• **Data drawn from a collection**
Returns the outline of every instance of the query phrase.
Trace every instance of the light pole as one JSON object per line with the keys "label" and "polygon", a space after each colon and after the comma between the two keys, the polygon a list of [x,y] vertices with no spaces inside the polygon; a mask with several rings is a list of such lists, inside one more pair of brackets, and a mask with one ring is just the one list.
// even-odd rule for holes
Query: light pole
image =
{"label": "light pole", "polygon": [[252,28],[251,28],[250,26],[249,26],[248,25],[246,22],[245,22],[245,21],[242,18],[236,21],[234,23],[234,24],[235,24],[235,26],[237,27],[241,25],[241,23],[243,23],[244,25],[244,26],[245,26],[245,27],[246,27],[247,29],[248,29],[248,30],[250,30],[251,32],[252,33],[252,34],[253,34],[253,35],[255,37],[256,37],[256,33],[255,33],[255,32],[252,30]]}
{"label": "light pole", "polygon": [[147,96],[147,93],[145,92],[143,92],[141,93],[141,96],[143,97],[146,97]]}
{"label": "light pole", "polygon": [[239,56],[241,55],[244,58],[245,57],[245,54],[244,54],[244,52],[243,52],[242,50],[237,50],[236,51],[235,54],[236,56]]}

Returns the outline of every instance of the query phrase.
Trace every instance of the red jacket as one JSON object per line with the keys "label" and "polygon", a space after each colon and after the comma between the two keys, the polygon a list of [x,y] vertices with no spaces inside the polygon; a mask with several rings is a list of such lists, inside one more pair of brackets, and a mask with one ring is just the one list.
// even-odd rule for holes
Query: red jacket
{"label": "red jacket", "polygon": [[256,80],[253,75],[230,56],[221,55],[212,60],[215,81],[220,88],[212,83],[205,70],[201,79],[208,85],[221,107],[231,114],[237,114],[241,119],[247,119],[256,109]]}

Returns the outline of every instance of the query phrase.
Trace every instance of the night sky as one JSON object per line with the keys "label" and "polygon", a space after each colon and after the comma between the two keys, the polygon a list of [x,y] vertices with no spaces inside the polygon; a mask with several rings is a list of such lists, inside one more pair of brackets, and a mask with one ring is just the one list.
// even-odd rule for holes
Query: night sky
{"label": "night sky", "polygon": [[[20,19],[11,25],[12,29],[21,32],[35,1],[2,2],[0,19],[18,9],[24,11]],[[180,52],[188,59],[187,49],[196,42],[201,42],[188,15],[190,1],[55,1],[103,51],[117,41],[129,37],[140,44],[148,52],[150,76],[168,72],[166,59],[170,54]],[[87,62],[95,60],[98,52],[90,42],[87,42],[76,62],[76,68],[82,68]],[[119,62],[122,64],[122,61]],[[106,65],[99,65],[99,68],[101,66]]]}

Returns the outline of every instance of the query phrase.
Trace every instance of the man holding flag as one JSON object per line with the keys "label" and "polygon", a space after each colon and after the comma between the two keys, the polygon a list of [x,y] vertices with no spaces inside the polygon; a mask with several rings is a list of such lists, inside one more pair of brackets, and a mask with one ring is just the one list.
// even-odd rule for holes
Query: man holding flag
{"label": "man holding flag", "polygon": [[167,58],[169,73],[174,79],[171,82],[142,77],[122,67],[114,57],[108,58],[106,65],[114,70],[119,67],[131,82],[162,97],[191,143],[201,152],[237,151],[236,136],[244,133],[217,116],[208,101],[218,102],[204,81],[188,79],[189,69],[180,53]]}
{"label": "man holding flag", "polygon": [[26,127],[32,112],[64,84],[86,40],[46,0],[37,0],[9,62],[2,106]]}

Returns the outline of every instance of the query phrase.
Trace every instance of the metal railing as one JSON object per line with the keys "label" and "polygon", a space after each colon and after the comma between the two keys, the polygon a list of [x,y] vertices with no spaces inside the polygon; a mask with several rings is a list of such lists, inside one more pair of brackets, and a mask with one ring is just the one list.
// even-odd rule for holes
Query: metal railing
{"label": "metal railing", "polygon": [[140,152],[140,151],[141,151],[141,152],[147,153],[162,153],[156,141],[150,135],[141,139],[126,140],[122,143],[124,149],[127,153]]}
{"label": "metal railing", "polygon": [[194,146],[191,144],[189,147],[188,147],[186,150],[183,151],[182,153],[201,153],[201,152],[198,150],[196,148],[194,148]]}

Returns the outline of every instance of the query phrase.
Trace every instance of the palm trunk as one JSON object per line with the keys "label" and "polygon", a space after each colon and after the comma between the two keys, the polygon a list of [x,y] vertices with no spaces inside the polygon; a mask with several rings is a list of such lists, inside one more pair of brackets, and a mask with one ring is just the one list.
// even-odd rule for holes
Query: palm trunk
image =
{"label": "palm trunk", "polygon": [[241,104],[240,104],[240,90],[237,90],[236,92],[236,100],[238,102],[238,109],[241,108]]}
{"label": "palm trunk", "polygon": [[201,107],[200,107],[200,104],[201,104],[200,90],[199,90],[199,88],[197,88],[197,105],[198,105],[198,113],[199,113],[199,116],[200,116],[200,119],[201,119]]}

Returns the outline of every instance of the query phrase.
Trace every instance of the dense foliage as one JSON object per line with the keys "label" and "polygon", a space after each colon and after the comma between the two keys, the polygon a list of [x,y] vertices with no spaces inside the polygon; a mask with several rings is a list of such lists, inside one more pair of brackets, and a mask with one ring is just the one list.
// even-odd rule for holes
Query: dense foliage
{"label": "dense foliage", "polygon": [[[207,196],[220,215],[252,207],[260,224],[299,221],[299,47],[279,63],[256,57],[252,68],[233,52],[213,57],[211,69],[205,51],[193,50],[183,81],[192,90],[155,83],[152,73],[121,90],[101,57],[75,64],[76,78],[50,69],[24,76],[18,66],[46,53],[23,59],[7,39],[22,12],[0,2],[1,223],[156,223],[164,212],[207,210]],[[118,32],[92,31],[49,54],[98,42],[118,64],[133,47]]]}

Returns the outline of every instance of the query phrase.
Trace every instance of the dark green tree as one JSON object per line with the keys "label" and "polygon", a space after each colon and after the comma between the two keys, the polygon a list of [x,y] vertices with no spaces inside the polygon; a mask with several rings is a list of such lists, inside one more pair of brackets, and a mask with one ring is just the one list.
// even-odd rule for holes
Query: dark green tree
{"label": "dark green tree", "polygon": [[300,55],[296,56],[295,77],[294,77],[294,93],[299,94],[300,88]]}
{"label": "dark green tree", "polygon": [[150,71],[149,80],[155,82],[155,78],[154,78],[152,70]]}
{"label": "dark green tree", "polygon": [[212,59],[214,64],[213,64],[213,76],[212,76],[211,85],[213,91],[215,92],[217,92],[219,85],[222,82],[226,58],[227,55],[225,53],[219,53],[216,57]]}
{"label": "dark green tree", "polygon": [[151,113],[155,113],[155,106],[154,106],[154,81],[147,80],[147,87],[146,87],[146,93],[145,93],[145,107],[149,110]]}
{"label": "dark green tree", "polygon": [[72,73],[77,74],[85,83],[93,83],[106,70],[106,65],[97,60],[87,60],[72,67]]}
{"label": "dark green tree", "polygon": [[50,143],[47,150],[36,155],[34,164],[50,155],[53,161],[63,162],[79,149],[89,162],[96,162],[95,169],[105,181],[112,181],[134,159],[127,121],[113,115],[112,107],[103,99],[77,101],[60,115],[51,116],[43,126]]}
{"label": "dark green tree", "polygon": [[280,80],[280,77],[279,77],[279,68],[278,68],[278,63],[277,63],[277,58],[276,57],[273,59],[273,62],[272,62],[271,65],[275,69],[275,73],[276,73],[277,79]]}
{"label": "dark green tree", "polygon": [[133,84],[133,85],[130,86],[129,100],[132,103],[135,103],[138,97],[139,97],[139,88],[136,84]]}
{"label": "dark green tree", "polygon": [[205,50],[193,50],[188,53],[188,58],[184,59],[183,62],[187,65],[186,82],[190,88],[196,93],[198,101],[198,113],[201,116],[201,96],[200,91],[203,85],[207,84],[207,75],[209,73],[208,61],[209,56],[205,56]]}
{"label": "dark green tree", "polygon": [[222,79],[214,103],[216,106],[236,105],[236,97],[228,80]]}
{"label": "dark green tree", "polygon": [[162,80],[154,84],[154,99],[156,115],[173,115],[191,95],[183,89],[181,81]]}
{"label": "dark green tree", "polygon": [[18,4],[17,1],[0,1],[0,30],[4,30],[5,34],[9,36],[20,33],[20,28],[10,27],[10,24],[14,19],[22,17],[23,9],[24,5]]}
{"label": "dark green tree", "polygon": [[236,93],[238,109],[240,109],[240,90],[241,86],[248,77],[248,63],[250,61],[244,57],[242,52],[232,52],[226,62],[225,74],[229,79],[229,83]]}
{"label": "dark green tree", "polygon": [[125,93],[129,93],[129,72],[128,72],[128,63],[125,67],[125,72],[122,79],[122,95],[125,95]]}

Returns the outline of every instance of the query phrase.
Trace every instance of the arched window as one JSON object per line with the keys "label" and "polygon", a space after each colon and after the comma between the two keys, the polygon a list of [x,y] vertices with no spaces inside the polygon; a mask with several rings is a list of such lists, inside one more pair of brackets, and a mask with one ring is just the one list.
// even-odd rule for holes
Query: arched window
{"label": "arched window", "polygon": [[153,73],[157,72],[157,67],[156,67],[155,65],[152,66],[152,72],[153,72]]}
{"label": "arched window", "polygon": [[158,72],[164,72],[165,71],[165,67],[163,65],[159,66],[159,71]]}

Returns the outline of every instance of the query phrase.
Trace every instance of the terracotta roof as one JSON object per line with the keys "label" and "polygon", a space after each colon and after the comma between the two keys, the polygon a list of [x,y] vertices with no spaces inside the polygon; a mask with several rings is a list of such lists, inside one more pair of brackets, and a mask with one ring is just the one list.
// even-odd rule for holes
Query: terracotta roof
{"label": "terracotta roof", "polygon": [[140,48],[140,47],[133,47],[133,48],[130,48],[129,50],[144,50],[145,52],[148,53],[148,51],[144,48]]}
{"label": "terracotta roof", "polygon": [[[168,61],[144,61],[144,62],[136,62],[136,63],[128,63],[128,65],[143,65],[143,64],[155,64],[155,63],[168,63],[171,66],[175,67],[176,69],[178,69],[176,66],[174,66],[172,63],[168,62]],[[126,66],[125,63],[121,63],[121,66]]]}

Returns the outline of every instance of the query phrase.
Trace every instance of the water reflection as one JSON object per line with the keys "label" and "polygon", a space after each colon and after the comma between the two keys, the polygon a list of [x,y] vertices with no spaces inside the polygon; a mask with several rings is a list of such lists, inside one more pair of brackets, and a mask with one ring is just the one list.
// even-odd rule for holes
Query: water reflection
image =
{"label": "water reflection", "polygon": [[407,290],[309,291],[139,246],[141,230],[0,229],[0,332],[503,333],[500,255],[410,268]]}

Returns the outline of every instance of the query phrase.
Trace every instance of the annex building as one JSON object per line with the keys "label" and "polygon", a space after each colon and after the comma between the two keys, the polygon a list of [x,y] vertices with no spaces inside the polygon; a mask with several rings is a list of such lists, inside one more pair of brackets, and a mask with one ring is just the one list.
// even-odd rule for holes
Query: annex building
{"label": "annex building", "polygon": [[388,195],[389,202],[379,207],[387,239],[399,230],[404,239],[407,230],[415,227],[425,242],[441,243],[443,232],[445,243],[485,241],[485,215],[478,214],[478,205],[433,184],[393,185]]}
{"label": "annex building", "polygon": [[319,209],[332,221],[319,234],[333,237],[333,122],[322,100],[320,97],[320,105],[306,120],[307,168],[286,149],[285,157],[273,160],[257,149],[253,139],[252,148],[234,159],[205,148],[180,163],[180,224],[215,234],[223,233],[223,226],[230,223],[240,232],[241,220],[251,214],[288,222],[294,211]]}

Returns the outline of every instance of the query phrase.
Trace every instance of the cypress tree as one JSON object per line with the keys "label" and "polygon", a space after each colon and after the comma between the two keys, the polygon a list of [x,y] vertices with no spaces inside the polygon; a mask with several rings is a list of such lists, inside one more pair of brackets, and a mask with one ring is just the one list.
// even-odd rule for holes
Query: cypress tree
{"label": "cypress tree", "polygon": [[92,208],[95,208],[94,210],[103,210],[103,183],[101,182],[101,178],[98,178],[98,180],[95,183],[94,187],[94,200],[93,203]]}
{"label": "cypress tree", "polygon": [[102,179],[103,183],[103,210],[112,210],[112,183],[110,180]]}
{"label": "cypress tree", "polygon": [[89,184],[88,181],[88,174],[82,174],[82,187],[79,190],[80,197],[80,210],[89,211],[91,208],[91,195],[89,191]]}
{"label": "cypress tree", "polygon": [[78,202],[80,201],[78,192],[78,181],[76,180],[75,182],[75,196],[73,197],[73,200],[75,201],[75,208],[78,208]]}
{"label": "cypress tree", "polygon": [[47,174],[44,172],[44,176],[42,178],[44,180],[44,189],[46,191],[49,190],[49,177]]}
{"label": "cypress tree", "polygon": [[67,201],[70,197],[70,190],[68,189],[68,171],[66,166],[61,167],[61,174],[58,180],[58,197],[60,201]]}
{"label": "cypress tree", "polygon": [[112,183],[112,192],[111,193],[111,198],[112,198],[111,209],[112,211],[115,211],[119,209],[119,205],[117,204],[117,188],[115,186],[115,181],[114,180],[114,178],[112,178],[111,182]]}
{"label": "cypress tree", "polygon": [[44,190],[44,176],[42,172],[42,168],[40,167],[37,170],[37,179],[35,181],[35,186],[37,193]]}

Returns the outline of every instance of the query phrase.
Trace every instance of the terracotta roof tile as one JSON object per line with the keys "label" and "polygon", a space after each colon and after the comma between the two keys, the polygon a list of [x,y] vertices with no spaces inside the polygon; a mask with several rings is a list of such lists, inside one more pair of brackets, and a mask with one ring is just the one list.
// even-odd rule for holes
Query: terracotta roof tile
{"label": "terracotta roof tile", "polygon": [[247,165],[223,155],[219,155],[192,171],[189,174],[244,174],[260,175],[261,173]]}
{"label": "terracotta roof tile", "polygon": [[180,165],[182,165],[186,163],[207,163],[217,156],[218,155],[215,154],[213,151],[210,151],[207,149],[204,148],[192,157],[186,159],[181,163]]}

• **Exercise**
List each line of the entries above that contains the string "water". Letter case matters.

• **Answer for the task**
Trace every instance of the water reflection as one JSON object per line with the keys "label" and "polygon", a space after each colon and after the comma between the two keys, the polygon a list of [x,y] vertices with no spaces inside the polygon; a mask with several rings is a list of such lists, inside one more pair of brackets, and a mask with one ring is just the one list.
Query: water reflection
{"label": "water reflection", "polygon": [[407,290],[309,291],[139,246],[141,230],[0,229],[0,332],[503,333],[500,255],[410,268]]}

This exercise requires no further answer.